## AUFGABE 1
Kopiere aus dem Textauszug über Caterina wortgetreu den Abschnitt, der mit „Anfänglich ließ sich“ beginnt und bis einschließlich „ihres jungen Gemahls.“ reicht.
## AUFGABE 2
Wen setzte Caterina laut dem Textauszug an die Stelle des Castellans von Jmola?

··· ANGEZEIGTER TEXTAUSZUG

Anfänglich ließ sich das alles schön und gut an. Aus die Kunde von der Absetzung Tommaso Feo's hatte der Castellan von Jmola sofort auf seine Stelle verzichtet und war außer Landes gegangen. Caterina setzte an seine Stelle ihren Stiefvater Giampietro Landriani und Forlimpopoli gab sie an dessen legitimen Sohn Pietro. So waren die wichtigsten Stützpunkte ihrer Macht ganz in ihren Händen. Aber bald war sie nicht mehr die Herrin, sondern die Sklavin ihres jungen Gemahls.

······
··· AUFGEFÜHRTE DATENSÄTZE

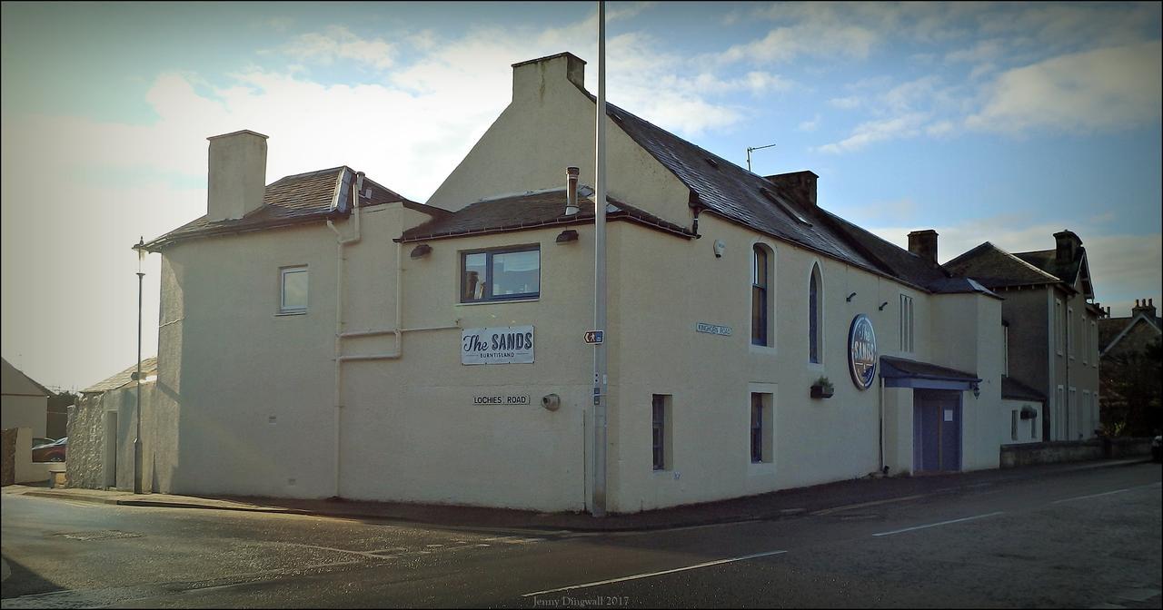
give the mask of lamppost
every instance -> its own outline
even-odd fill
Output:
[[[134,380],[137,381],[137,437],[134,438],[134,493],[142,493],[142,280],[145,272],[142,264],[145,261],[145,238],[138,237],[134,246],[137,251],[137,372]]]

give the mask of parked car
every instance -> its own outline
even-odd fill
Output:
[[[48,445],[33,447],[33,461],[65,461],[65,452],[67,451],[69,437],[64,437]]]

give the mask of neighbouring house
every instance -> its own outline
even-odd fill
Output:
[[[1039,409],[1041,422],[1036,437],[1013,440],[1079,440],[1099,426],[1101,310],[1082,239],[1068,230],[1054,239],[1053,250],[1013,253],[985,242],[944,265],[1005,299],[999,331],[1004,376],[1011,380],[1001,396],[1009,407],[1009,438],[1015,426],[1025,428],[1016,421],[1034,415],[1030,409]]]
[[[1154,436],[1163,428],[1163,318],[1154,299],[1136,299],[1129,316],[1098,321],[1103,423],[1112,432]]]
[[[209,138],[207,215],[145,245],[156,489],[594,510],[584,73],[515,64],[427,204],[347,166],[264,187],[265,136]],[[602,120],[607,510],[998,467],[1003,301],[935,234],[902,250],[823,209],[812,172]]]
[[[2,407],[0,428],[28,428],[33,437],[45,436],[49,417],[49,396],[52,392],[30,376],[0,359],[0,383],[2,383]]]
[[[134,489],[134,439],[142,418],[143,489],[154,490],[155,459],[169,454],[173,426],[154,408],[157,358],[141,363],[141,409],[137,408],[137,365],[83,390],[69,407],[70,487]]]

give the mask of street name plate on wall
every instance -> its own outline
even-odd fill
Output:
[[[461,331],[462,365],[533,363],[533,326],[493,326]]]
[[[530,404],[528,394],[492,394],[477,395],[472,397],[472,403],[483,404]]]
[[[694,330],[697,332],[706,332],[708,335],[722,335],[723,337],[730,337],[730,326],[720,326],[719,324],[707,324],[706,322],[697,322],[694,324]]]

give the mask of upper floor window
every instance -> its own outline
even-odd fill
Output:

······

## ERGEBNIS 1
Anfänglich ließ sich das alles schön und gut an. Aus die Kunde von der Absetzung Tommaso Feo's hatte der Castellan von Jmola sofort auf seine Stelle verzichtet und war außer Landes gegangen. Caterina setzte an seine Stelle ihren Stiefvater Giampietro Landriani und Forlimpopoli gab sie an dessen legitimen Sohn Pietro. So waren die wichtigsten Stützpunkte ihrer Macht ganz in ihren Händen. Aber bald war sie nicht mehr die Herrin, sondern die Sklavin ihres jungen Gemahls.

## ERGEBNIS 2
Ihren Stiefvater Giampietro Landriani.